> Exercise: Continue the announcement about environmental chemist Dr. Juliana D'Andrilli joining UNT's biological sciences department, starting after its final sentence.

The College of Science is pleased to welcome environmental chemist Dr. Juliana D'Andrilli to UNT's biological sciences department as one of their newest Associate Professors. Though she is not teaching classes this semester, she is excited to dig into her research interests as a part of the Advanced Environmental Research Institute. Her work focuses specifically on carbon cycling in aquatic, terrestrial, and atmospheric environments.
"I look at energy transfer at the molecular level, such as microscopic organic materials, which can be found globally even where you least expect it," Dr. D'Andrilli said. "I've spent fifteen years developing a global catalog of organic material signatures using various analytical chemistry instruments. Organic matter signatures not only can be used to understand the transfer of energy within and across ecosystems but can also act as a guide for surveying other planetary bodies for life."
Through this research, Dr. D'Andrilli said she has developed a great respect for individual and grouped ecosystem data sets in order to advance our understanding of carbon cycling patterns around the world. Her goal is to encourage students and colleagues to be curious about how ecosystems function so they can share their excitement with their peers and future aspiring scientists.
"I am most excited to help students develop a relationship with how Earth systems work in local and distant environments," she said.

> Data supplied:
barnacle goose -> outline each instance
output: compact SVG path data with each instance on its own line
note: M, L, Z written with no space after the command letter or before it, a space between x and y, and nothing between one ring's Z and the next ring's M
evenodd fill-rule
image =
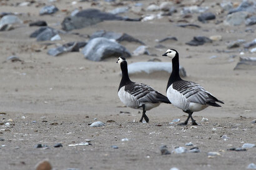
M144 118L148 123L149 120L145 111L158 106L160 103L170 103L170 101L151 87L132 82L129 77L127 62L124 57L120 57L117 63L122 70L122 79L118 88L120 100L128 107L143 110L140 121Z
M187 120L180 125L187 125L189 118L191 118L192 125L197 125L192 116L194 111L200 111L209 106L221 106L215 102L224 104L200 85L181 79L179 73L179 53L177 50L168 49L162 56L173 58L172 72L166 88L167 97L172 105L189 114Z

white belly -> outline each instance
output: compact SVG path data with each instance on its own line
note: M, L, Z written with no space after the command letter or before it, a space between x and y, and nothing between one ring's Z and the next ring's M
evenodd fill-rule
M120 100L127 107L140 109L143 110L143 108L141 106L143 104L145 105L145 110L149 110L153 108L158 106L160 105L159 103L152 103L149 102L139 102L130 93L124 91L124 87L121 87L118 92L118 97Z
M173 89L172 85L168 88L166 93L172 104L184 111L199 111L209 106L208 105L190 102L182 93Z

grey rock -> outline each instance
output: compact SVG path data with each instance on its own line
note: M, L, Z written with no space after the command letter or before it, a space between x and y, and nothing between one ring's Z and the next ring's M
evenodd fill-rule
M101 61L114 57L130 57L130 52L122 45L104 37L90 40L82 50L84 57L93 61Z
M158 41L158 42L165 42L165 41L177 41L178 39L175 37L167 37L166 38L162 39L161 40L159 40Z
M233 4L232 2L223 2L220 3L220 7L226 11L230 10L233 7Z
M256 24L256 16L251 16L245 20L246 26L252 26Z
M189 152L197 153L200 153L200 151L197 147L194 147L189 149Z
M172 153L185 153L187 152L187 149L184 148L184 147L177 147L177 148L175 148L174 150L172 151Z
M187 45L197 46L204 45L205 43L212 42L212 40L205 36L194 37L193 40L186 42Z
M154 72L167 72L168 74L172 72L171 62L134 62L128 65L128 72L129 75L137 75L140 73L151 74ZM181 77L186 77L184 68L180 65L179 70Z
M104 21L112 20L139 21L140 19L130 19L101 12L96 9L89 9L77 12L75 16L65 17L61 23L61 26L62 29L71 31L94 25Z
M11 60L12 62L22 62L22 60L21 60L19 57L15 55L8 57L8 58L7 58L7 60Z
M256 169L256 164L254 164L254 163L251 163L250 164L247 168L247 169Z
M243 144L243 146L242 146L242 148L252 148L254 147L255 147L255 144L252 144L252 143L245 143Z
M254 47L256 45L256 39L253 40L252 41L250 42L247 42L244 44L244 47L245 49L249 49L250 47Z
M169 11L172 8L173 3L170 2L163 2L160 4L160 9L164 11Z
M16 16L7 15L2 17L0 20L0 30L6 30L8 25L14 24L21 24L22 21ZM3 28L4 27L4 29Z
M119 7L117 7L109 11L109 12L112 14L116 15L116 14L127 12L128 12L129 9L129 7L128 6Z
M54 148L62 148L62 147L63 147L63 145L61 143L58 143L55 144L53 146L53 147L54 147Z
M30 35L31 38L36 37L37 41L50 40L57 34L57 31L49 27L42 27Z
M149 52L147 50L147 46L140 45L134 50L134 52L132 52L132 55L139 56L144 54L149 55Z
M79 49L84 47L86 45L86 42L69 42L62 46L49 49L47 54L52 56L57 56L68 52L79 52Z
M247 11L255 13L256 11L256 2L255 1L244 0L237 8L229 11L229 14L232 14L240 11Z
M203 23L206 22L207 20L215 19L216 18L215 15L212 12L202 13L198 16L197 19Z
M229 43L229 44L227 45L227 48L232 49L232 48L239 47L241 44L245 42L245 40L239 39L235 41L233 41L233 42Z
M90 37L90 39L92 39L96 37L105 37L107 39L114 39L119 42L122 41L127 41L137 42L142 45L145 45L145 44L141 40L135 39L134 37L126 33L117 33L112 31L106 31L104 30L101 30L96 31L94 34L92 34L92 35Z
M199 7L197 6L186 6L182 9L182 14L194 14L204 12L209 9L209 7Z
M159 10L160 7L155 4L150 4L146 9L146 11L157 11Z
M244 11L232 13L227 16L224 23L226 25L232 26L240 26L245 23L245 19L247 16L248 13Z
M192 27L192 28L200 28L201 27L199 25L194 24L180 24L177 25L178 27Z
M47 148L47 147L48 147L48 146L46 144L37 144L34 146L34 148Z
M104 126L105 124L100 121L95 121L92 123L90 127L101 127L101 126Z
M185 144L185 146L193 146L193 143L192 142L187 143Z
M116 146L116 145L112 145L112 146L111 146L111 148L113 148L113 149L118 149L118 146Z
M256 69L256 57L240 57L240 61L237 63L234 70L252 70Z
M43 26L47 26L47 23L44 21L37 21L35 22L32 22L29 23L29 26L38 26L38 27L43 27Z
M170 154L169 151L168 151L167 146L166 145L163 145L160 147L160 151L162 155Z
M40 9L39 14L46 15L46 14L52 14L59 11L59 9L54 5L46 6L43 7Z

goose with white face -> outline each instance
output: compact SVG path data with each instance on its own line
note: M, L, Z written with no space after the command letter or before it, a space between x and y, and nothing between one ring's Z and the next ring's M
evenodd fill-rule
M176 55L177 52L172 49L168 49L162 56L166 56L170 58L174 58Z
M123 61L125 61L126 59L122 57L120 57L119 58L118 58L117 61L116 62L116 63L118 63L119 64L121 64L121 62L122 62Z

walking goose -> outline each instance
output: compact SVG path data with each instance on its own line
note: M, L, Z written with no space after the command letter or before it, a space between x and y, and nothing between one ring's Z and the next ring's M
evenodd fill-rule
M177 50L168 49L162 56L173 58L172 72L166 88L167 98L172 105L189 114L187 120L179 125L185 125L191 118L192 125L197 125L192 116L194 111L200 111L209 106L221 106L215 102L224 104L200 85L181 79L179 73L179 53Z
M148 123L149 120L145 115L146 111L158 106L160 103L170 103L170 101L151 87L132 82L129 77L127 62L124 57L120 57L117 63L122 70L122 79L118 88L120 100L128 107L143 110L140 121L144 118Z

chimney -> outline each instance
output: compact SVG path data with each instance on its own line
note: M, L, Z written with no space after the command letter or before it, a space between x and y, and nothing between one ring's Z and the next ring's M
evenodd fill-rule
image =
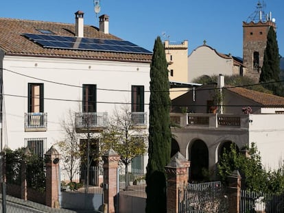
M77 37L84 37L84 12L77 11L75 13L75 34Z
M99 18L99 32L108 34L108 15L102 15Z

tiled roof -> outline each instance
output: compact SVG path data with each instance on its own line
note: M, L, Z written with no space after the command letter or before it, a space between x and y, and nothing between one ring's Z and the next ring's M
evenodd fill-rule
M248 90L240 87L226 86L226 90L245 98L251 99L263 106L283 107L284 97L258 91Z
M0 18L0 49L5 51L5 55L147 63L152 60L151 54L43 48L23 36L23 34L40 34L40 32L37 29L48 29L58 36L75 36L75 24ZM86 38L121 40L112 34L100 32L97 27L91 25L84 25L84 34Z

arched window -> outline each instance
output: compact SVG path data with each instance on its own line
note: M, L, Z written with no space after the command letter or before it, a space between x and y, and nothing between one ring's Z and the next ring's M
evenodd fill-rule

> Expected answer:
Dr. D'Andrilli obtained her B.S. in Chemistry in 2003 from Mary Washington College (Fredericksburg, Virginia), worked as a chemist at Estee Lauder's Research & Development Park for a year (Melville, New York), and then obtained a Ph.D. in Chemistry in 2009 from Florida State University (Tallahassee, Florida). She completed two postdoctoral appointments at Montana State University and was an Assistant Research Professor there for five years before joining the faculty as an Assistant Professor at the Louisiana Universities Marine Consortium in 2019. She values interdisciplinary and creative avenues for learning and is excited to share that passion with her students at UNT.
"Maybe students aren't expecting to have multiple forms of creative expression in their science classes when learning concepts or understanding how ecosystems work, but we learn the most and reach the most diverse audiences by engaging with art, music, humor, theatre, movement, and writing," she said. "Essentially, it creates multiple ways to think more deeply about science."
The College of Science is thrilled to have another award-winning faculty on board. Dr. D'Andrilli's research article, "An international laboratory comparison of dissolved organic matter composition by high resolution mass spectrometry" (published in Limnology and Oceanography Methods in 2020) received two awards: outstanding and high-impact ASLO publication in 2020-2021 and high impact article from the ASLO journals in 2023.